ESTRATTO DELLA PAGINA -
====================

Spunta una pistola nell’inchiesta sull’omicidio dell’allevatore Massimo Deidda, 63 anni, ucciso lunedì sera a bastonate in località Aureddus, lungo una stradina di campagna alla periferia di Gergei. A farla recuperare ai carabinieri sarebbe stato Cesare Tiberio Farris, 59 anni, arrestato assieme al figlio Stefano, di 29 anni, con l’accusa di omicidio volontario. Ai carabinieri della Compagnia di Isili, che stanno indagando sotto la guida del sostituto procuratore Alessandro Pili, l’allevatore avrebbe detto che l’arma era di Massimo Deidda e che l’aggressione a colpi di bastone sarebbe avvenuta per difesa. Non solo. L’uomo avrebbe anche cercato di addossarsi l’intera responsabilità nel tentativo di scagionare il figlio.

L’autopsia

Nel frattempo ieri mattina il consulente della Procura, Roberto Demontis, ha iniziato l’autopsia sul corpo dell’allevatore. Per oltre cinque ore, sino a dopo le 15, il docente di Medicina Legale del Policlinico universitario di Monserrato ha cercato di ricostruire la sequenza di colpi che hanno causato la morte del 63enne. Sei, forse sette le bastonate inferte con una violenza micidiale alla testa dell’allevatore: colpi che hanno causato estese fratture alla scatola cranica, con anche una emorragia celebrale che poi gli è risultata fatale. Quando è stato ritrovato agonizzante da un agricoltore di Gergei, per Deidda non c’era già più niente da fare.

====================

DATI FORNITI -
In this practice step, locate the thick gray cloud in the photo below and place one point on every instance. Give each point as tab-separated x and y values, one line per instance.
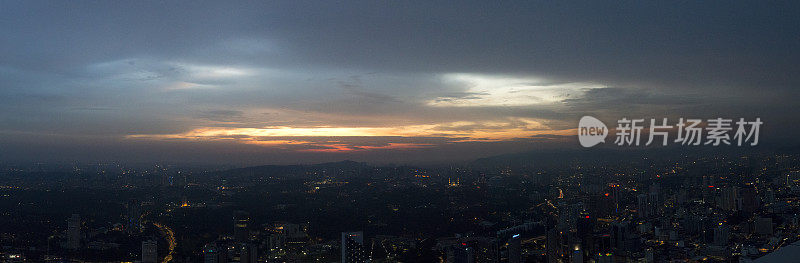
77	72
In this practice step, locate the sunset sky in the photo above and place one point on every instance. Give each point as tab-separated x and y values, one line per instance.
377	81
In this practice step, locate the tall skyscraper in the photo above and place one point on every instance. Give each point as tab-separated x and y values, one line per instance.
74	232
212	253
462	253
353	247
241	222
248	253
514	249
149	251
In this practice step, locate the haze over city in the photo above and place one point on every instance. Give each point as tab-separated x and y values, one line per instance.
305	82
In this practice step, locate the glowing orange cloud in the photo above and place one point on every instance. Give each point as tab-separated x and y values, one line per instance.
276	136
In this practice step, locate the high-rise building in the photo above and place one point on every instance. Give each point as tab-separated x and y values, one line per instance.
353	247
241	222
74	232
149	251
514	249
133	213
248	253
212	253
721	235
461	253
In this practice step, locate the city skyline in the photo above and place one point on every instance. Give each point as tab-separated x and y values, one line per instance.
307	82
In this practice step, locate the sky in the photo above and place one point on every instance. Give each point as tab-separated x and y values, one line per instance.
378	81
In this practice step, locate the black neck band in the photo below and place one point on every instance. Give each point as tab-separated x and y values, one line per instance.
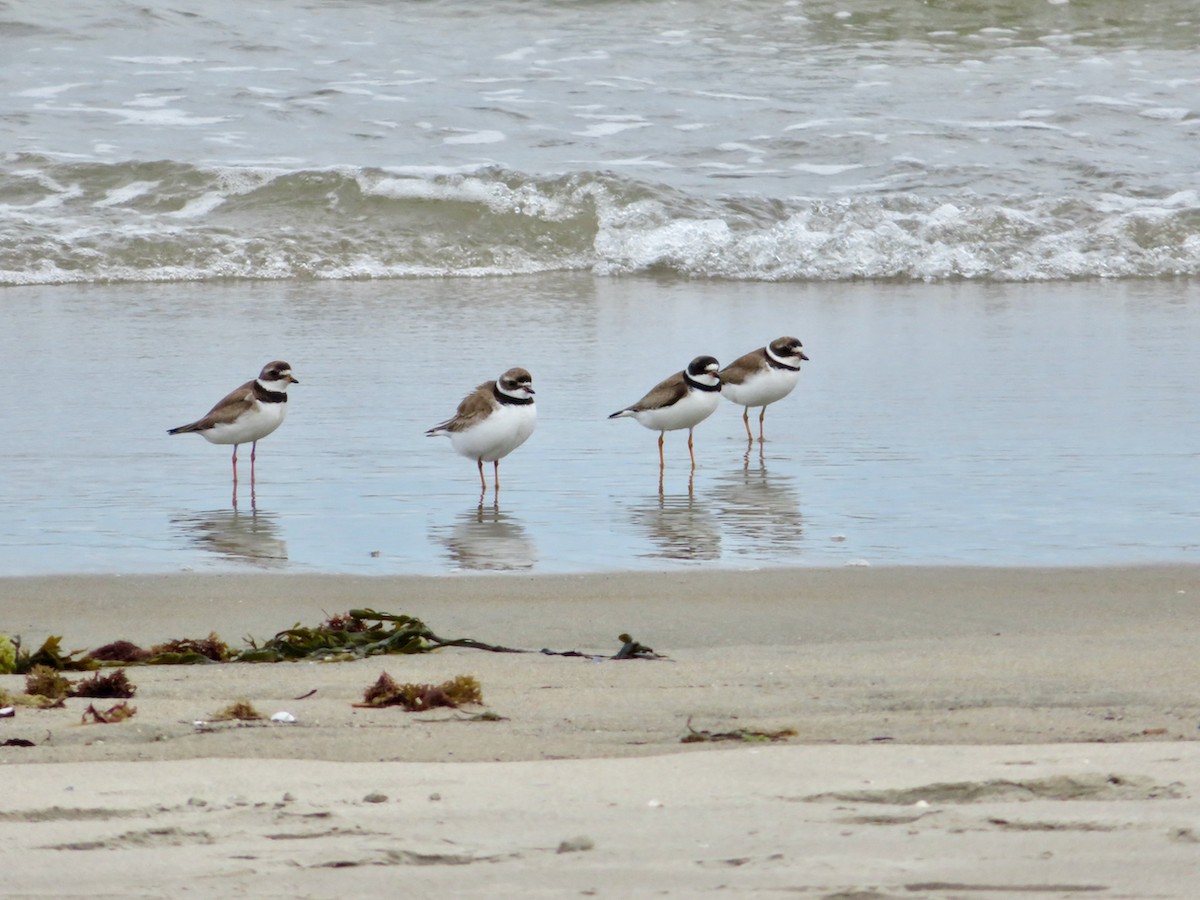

====================

COMPITI -
**a)** Trascrivi alla lettera il passo dell'articolo sull'omicidio di Gergei che va da "Spunta una pistola" fino a "scagionare il figlio." compreso.
**b)** Secondo l'articolo sull'omicidio di Gergei, chi ha iniziato l'autopsia sul corpo dell'allevatore?
**c)** Scrivi il seguito dell'articolo sull'omicidio di Gergei, partendo dopo l'ultima frase riportata.

RISULTATI IN ORDINE -
**a)**
Spunta una pistola nell’inchiesta sull’omicidio dell’allevatore Massimo Deidda, 63 anni, ucciso lunedì sera a bastonate in località Aureddus, lungo una stradina di campagna alla periferia di Gergei. A farla recuperare ai carabinieri sarebbe stato Cesare Tiberio Farris, 59 anni, arrestato assieme al figlio Stefano, di 29 anni, con l’accusa di omicidio volontario. Ai carabinieri della Compagnia di Isili, che stanno indagando sotto la guida del sostituto procuratore Alessandro Pili, l’allevatore avrebbe detto che l’arma era di Massimo Deidda e che l’aggressione a colpi di bastone sarebbe avvenuta per difesa. Non solo. L’uomo avrebbe anche cercato di addossarsi l’intera responsabilità nel tentativo di scagionare il figlio.

**b)** Roberto Demontis, consulente della Procura e docente di Medicina Legale del Policlinico universitario di Monserrato.

**c)**
Lo stub

Ma a seguito del rinvenimento della pistola, sequestrata dai Carabinieri, il magistrato ha ordinato anche ai suoi consulenti di eseguire la prova dello stub, il cosiddetto guanto di paraffina, sulle mani della vittima. Uno scrupolo investigativo necessario per cercare di capire se vi siano fondamenta nel racconto fatto agli inquirenti da Cesare Tiberio Farris, poco prima che scattasse l’ordine di fermo per lui e per il figlio. Racconti che l’agricoltore avrebbe fatto agli inquirenti quando ancora non erano presenti i difensori di fiducia, gli avvocati Giovanni Aste e Valerio Doa. Anche per questa ragione non è chiaro se poi quelle dichiarazioni potranno essere ritenute valide ai fini processuali, ma di sicuro lo sono per la prosecuzione delle indagini. Sta di fatto che nel frattempo la Procura avrebbe ordinato l’esame della pistola, il rilevamento di eventuali impronte digitali e la prova dello stub sia sulla vittima che sui due fermati. Gli esiti degli esami molecolari non si conoscono, ma nessuno avrebbe evidenziato bruciature alle mani potenzialmente compatibili con uno sparo.

Testimone oculare

Nel frattempo i militari della Compagnia di Isili e del Nucleo investigativo di Nuoro avrebbero sentito nuovamente anche il testimone oculare dell’aggressione: un settantenne che stava lavorando nel suo orto e che poi sarebbe scappato, avvisando i carabinieri. Anche lui, nel parapiglia delle urla, avrebbe sentito qualcuno dire la parola «pistola», ma senza vedere alcuna arma e senza riuscire ad indicare chi l’abbia detto.

L’udienza di convalida

È fissata per oggi in carcere l’udienza di convalida davanti al giudice Giuseppe Pintori. Cesare Tiberio e Stefano Farris saranno sentiti dal Gip che deciderà sull’eventuale misura cautelare sollecitata dal pm. In quell’occasione – se dovessero non avvalersi della facoltà di non rispondere – potranno raccontare la loro versione dei fatti assistiti dai difensori di fiducia. Nel frattempo anche la famiglia della vittima ha incaricato l’avvocata Herika Dessì di seguire per quanto possibile l’andamento delle indagini. Nonostante Cesare Tiberio Farris fosse fratello di Albino (ucciso assieme alla moglie nel 2013), il delitto di lunedì notte non avrebbe nulla a che vedere con il duplice omicidio di nove anni fa. Ieri sera la Procura ha riconsegnato la salma alla famiglia per i funerali che si svolgeranno oggi alle 18,15 nella parrocchia di San Vito Martire.